──────── Exercise passage ────────

Mayor
says he can't talk about disabled girl's lawsuit against police
A day after a federal court likened the Chicago Police
Department’s handling of a mentally ill woman to throwing her in a lions den,
Mayor Rahm Emanuel said he wants to talk about the issue but can’t until
Christina Eilman's lawsuit is closed.
The federal appellate court on Thursday rejected an appeal
by the city that led to a two-year delay in the case. The lawsuit was filed
nearly six years ago, in the months after the then-21-year-old former UCLA
student was gravely and permanently injured in an assault that occurred after
police arrested her at Midway Airport and released her 7 miles away in one of
the city’s most crime-ridden neighborhoods.
Emanuel’s office has been forced to pay an increasing amount
of attention to the financial cost of police misconduct lawsuits, mostly for
cases that originated under the administration of former Mayor Richard Daley.
Emanuel said he can’t fully address the issue with regard to the Eilman case because
of the pending litigation.
"There's a review to that, and I can't comment on it
given it is both -- any comment on that process right now, while that's at
trial. At the end of that, I want to speak to the general question” raised in a
reporter’s questions Friday.
In stark language that legal experts said was
constitutionally sound but possibly offensive, the 7th U.S. Circuit Court of
Appeals ruled Eilman's family can proceed with a lawsuit claiming Police
Department negligence placed her in danger that led to her sexual assault and
catastrophic injury.
The three-judge panel ended more than 18 months of silence
on the issue and rejected the city's attempt to stop the case. The lawsuit has
had so many delays, the reputed gang member convicted of attacking Eilman
before she plummeted from a seventh-floor window was paroled from prison
Wednesday.
The city's appeal had asked the court to dismiss the case
against 10 police officers, arguing the police had no responsibility to take
care of Eilman, who had been arrested after creating a disturbance at Midway
Airport in May 2006.
Rather than dwell on the question of police responsibility
for providing medical care, the judges said there was evidence of a clearer
constitutional violation, that officers had taken Eilman from a relatively safe
place — Midway Airport — and ultimately left her in a dangerous place seven
miles away, at 51st Street and Wentworth Avenue.
In reciting the narrative of what happened that night, Chief
Judge Frank Easterbrook suggested the police showed little regard for the
danger they were putting Eilman in when they released her.
"She was lost, unable to appreciate her danger, and
dressed in a manner to attract attention," Easterbrook wrote, noting she
was wearing a cutoff top and short shorts. He added "she is white and well
off while the local population is predominantly black and not affluent, causing
her to stand out as a person unfamiliar with the environment and thus a
potential target for crime."
After she wandered away from the police station, Eilman was
lured into the last standing high-rise of the Robert Taylor Homes, where she
was assaulted before plummeting from a seventh-floor window. She suffered
massive trauma, including a severe brain injury, shattered pelvis and numerous
broken bones. She now lives with her parents near Sacramento and requires
around-the-clock care.
Legal experts said the ruling is consistent with
well-established federal law.
"Contrary to what most people think, the police don't
have a constitutional duty to protect people from harm. But they do have a duty
to not put people in harm's way, in other words not to make things worse, and
that's what the court found here," said Craig Futterman, a law professor
at the University of Chicago Law School, who has led both litigation against
the Police Department as well as research into the department's oversight
practices.

────────

Duplicate the article about Christina Eilman's lawsuit, taking everything from "The three-judge panel" down to "in May 2006." word for word.

──────── Record excerpts ────────

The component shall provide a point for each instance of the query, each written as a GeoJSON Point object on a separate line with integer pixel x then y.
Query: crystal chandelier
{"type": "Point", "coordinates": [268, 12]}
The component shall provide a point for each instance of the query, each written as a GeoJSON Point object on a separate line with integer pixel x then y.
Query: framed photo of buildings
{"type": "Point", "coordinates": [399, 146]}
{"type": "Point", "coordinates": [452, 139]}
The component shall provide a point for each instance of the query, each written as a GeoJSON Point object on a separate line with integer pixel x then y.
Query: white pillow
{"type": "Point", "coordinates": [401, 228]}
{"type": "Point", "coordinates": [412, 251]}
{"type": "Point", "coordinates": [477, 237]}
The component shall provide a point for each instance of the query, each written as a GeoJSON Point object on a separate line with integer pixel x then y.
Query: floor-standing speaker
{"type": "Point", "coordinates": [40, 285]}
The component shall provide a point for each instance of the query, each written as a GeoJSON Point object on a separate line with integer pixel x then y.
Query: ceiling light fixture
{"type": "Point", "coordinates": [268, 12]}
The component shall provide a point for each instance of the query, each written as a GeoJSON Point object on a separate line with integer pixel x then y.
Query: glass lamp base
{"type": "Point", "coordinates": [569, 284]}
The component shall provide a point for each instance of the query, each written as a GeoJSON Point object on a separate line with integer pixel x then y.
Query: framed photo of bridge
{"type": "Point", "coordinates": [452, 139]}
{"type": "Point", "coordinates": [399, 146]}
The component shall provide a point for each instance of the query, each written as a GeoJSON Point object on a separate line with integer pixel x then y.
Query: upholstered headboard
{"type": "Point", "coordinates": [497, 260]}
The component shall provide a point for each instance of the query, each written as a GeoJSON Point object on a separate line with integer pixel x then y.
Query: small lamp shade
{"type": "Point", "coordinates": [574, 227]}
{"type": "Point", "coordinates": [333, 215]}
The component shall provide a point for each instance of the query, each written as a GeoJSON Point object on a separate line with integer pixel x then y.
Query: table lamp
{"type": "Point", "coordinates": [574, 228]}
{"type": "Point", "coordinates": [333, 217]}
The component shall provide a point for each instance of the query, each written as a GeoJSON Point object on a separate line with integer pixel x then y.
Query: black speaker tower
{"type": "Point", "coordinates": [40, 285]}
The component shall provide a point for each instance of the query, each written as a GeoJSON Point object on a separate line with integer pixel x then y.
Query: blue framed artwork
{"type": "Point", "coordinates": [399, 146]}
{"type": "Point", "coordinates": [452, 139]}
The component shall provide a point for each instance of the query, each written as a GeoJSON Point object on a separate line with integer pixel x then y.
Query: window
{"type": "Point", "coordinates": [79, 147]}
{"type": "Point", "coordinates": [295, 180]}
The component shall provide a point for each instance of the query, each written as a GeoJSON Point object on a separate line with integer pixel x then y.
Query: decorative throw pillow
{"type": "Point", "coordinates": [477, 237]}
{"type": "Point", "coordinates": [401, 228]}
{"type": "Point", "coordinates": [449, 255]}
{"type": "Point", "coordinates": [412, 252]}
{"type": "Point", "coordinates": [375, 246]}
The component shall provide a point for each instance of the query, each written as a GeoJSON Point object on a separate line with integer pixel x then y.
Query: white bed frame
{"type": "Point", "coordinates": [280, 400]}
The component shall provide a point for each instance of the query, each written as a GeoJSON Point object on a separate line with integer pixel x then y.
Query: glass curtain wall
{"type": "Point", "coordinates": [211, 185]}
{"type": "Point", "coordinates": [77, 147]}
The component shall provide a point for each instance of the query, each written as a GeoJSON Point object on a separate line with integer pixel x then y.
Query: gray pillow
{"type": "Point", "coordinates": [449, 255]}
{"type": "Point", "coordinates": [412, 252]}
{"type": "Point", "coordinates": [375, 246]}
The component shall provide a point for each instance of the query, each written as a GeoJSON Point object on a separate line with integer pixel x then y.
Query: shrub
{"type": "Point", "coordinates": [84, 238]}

────────

Response to this task:
The three-judge panel ended more than 18 months of silence
on the issue and rejected the city's attempt to stop the case. The lawsuit has
had so many delays, the reputed gang member convicted of attacking Eilman
before she plummeted from a seventh-floor window was paroled from prison
Wednesday.
The city's appeal had asked the court to dismiss the case
against 10 police officers, arguing the police had no responsibility to take
care of Eilman, who had been arrested after creating a disturbance at Midway
Airport in May 2006.